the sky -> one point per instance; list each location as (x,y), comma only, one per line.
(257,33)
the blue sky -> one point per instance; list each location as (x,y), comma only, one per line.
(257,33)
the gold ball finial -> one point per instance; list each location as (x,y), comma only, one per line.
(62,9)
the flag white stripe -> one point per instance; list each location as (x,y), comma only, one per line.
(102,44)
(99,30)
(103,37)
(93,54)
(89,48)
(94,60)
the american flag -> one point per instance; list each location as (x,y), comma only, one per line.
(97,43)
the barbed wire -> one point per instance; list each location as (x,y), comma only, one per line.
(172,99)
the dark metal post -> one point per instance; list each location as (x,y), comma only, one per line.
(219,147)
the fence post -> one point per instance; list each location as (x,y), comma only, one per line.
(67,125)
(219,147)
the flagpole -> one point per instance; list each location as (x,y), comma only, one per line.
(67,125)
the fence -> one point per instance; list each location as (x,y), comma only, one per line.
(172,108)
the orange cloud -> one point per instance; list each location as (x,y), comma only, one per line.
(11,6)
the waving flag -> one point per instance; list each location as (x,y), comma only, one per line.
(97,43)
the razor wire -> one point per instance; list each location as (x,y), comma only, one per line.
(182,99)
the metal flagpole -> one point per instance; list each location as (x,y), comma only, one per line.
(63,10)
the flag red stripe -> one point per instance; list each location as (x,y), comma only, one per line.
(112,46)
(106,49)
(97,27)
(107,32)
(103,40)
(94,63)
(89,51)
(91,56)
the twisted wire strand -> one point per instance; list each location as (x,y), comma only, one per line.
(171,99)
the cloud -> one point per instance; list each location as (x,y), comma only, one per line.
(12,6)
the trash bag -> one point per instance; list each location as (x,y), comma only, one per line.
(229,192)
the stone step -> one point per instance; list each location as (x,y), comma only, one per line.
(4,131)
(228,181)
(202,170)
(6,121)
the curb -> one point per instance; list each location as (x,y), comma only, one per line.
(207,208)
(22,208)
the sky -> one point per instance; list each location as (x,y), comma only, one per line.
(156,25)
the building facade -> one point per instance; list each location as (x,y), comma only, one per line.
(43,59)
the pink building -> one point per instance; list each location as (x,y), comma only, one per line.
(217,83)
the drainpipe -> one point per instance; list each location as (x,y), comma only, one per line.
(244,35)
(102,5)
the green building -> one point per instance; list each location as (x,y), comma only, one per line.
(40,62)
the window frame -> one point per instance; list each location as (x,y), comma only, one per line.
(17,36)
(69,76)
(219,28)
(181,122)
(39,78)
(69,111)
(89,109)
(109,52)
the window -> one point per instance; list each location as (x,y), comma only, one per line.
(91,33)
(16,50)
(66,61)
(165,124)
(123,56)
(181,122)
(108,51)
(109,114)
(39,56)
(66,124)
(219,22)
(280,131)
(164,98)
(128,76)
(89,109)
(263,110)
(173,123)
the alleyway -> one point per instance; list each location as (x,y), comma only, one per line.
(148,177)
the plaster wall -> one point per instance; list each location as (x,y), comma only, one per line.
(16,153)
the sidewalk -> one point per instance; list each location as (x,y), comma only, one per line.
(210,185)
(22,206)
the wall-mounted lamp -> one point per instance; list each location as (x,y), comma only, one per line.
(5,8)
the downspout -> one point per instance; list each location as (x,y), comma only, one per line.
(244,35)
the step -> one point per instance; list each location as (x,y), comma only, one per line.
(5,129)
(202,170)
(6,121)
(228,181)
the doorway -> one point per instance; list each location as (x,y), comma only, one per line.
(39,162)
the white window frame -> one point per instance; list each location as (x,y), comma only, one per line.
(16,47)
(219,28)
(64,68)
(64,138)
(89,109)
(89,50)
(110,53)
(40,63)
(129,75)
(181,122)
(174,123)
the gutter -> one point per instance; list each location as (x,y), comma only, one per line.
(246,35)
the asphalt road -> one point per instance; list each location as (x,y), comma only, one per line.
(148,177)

——————————

> **DO THIS**: Each of the records should be retyped exactly.

> **EXERCISE OUTPUT**:
the sky -> one point per instance; list each location as (x,y), comma only, one per line.
(257,33)
the blue sky -> one point per instance; list each location as (x,y), comma only, one per line.
(257,33)
the gold ball finial -> one point per instance; list each location as (x,y), comma only, one per line.
(62,9)
the flag white stripe -> one point per instance; list each location as (x,y), comma only, one per line.
(102,44)
(99,30)
(103,37)
(93,54)
(89,48)
(94,60)
the american flag -> one point per instance; list each location as (x,y), comma only, one per line.
(97,43)
the barbed wire -> one point per instance; list each location as (x,y), comma only, one per line.
(172,99)
the dark metal post -> one point per instance; list each location as (x,y), comma only, one per line.
(219,147)
the fence post -> one point per instance; list each location as (x,y), comma only, one per line.
(67,125)
(219,147)
the flagpole -> one point per instance; list each location as (x,y), comma only, one per line.
(67,125)
the fence -> one point per instance; list each location as (x,y), comma only, one per line.
(172,108)
the orange cloud -> one point per instance; list each location as (x,y), comma only, one per line.
(11,6)
the waving flag -> one point per instance; list each location as (x,y), comma only, one per line.
(97,43)
the razor wire -> one point per instance; list each location as (x,y), comma only, one per line.
(182,99)
the metal flagpole -> one point per instance; list each location as (x,y), comma only, one per line.
(63,10)
the flag red stripe -> one point per instance; list each location as (x,y), comma only, one per line.
(112,46)
(106,49)
(97,27)
(107,32)
(103,40)
(94,63)
(89,51)
(91,56)
the twisted wire strand -> one point per instance; list each location as (x,y), comma only, one per line.
(171,99)
the cloud -> one point per instance; list each location as (x,y), comma only, one per line.
(12,6)
the trash bag -> one point per instance; list each location as (x,y), comma only, one per line.
(229,192)
the stone step -> one point per instance; list each location as (x,y), comma only, one per line.
(4,131)
(228,181)
(202,170)
(6,121)
the curb -> one point per instance; list each location as (x,y), comma only, one per line.
(207,208)
(22,208)
the sky -> one point per instance; list each location as (x,y), comma only, one per line.
(156,25)
the building facade -> one point per instance; list each location as (x,y), comma only, one per line.
(43,59)
the pink building -> one point per instance; list each location as (x,y), comma only, one per line.
(217,83)
the drainpipe -> one point per instance; list each location as (x,y), comma only, one per line.
(244,35)
(102,5)
the green building -> one point per instance; list each location as (x,y), comma only, one per line.
(40,62)
the window frame -> one point per instance; list each location as (x,y), comma only, one per line.
(17,36)
(69,76)
(219,28)
(181,122)
(39,78)
(69,111)
(89,109)
(109,52)
the window -> one point per instance; list each location as (x,y), comma only, one per line.
(91,33)
(16,50)
(66,61)
(165,124)
(123,56)
(181,122)
(108,51)
(109,114)
(39,56)
(66,124)
(219,22)
(280,131)
(164,98)
(128,76)
(89,109)
(263,110)
(173,123)
the alleyway -> one point per instance; list each location as (x,y), comma only, one per line.
(148,177)
the plaster wall -> one point per instance; list each location as (x,y), comma only, one per line.
(16,153)
the sidewalk -> one point per instance; list each location as (x,y), comma only, one per line.
(210,185)
(22,206)
the wall-mounted lamp -> one point per instance; list each location as (x,y), comma only, one per line.
(5,8)
the downspout -> one point per instance; list each location as (x,y), comma only, one per line.
(244,35)
the step -> one point per instance; list each location as (x,y), comma only, one per line.
(5,129)
(202,170)
(6,121)
(228,181)
the doorway -> one point per instance; list each location as (x,y), comma only, one per line.
(39,162)
the white window frame -> one point per instance; list each location as (x,y), comma only, one per line.
(16,47)
(219,28)
(64,68)
(64,138)
(89,109)
(89,50)
(110,53)
(40,63)
(129,75)
(181,122)
(174,123)
the gutter -> one point per instance; list each location as (x,y), comma only, one per line.
(246,35)
the asphalt road -> one point per instance; list each location as (x,y), comma only, one per line.
(148,177)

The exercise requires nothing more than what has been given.